**Source records**.
──────────

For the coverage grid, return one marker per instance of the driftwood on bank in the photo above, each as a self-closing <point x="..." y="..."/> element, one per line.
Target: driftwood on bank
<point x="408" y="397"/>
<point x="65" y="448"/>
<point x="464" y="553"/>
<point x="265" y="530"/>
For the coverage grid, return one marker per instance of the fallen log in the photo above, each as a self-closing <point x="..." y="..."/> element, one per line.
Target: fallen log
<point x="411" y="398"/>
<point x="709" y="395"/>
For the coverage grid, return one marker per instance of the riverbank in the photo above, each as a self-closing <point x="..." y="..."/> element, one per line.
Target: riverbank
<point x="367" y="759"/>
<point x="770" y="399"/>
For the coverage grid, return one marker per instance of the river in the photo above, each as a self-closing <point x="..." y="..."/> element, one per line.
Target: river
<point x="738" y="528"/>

──────────

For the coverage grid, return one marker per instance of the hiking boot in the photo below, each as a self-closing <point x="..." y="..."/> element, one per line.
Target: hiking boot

──────────

**Task prompt**.
Begin at the line of the records that has "of the hiking" and stop after the line that has "Target: hiking boot". Write those lines out again with "hiking boot" swapped for "trail shoe" and nothing else altered.

**Reply**.
For the coverage grid, return one marker per instance of the trail shoe in the photo below, each as a self-closing <point x="..." y="..."/> element, one per line.
Target: trail shoe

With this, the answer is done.